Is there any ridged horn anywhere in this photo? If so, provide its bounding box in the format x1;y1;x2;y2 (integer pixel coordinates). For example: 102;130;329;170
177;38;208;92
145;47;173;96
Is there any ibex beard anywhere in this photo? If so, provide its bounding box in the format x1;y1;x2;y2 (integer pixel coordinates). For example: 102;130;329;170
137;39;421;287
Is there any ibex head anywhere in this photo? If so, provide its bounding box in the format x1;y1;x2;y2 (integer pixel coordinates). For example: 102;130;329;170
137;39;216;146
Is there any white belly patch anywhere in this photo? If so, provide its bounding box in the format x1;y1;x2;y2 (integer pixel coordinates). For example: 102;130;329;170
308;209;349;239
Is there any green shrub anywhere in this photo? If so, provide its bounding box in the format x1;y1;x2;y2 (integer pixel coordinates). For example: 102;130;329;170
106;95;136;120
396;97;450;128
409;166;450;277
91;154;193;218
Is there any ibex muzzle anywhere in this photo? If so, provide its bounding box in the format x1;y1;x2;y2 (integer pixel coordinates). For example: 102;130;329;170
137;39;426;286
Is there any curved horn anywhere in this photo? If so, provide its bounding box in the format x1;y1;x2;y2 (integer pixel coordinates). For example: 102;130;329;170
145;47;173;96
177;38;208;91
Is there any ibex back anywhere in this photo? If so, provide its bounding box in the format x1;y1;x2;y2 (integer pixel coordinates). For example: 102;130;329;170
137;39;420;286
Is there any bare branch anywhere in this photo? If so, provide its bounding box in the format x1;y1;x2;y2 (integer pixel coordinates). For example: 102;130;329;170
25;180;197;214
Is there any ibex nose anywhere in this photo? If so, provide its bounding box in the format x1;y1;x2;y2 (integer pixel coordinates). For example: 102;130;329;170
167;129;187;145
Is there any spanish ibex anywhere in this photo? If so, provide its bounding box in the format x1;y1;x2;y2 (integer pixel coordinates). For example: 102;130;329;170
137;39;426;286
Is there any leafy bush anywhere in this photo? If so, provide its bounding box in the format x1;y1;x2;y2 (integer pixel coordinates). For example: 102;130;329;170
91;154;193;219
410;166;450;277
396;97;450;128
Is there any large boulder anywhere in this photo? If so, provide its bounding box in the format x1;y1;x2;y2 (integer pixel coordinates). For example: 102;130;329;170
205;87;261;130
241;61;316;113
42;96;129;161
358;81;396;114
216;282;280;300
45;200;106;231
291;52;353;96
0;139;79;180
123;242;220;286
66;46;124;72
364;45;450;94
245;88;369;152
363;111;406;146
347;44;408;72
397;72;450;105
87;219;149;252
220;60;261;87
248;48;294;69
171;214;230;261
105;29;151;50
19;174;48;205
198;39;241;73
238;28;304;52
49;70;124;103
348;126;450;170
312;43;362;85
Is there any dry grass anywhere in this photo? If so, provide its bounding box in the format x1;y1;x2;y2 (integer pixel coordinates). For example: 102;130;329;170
________________________________________
# Task instructions
Rewrite all of the records above with "large boulder" swapped for "big rock", and keep every other word and number the same.

# Response
Is there any ridged horn anywhere in this photo? If so, provide its bounding box in the format x1;y1;x2;y2 (integer pixel coordinates). For example: 102;130;329;170
177;38;208;92
145;47;173;96
Is there any ibex beard anywhere in this photo? If so, provide its bounding box in the format x1;y1;x2;y2 (integer pixel coordinates). For example: 102;130;329;170
137;39;421;287
Is there any ibex head anywhere in this photo? If so, provide its bounding box in the format x1;y1;x2;y2 (integer pixel coordinates). For example: 102;130;329;170
137;39;216;146
Is there any white belly patch anywhere in this photo? If so, provide its bounding box in the format x1;y1;x2;y2 (integer pixel coordinates). For example: 102;130;329;170
308;209;349;239
Is there any green shrub anywhere in this photo? If so, provide its bounding box in the format x1;y1;x2;y2 (integer pixel coordinates). For example: 102;130;329;170
106;95;136;120
396;97;450;128
409;166;450;277
91;154;193;218
Is there any ibex muzzle anywhere in this photo? If so, provide its bounding box in the format x1;y1;x2;y2 (integer pixel coordinates). For example: 102;130;329;170
137;39;426;286
Is there any curved horn anywhere in this photo? If so, provide its bounding box in the format x1;y1;x2;y2 (integer pixel coordinates). For example: 102;130;329;170
145;47;173;96
177;38;208;91
Is there any ibex back anywhere in this photo? If so, provide its bounding box in the format x1;y1;x2;y2 (integer pixel coordinates). For example: 102;130;329;170
137;39;420;286
Is there any bare branch anywhere in this photo? If so, provide its bounding box in the format x1;y1;x2;y2 (integer pixel coordinates). For example: 102;130;329;170
25;180;197;214
Is there any ibex nose anywhere in this photo? If so, provide its bounding box in the format x1;y1;x2;y2 (integer pixel coordinates). For example: 102;130;329;170
167;129;187;145
Is there any spanish ibex anywhere in this photo? If so, provide its bounding box in the format x1;y1;x2;y2 (integer pixel coordinates). For example: 102;130;329;170
137;39;426;286
Is there any leafy bush anywhere in this photo? If so, provide its bounding box in the format x1;y1;x2;y2 (integer pixel coordinates). For example: 102;130;329;170
91;154;193;219
410;166;450;277
396;97;450;128
Is there any big rock anywhere in this photo? If so, provide its bounding box in the format x1;y1;x2;y2 (integer pixel coordinates). For example: 102;130;329;170
205;87;261;130
241;61;316;113
42;96;129;161
358;81;396;114
216;282;280;300
45;200;106;231
291;52;353;96
0;139;79;180
123;242;220;286
66;46;124;72
364;45;450;94
245;88;369;152
363;111;406;146
347;44;408;72
397;72;450;105
87;219;149;252
220;60;261;87
248;48;294;69
171;214;230;261
105;29;151;50
19;174;48;205
198;39;241;73
238;28;304;52
49;70;124;103
348;126;450;170
312;43;362;85
Is there any dry grass anywhere in this photo? If so, provide its bounding box in the format x1;y1;x2;y2 (integer pixel coordinates). For example: 102;130;329;170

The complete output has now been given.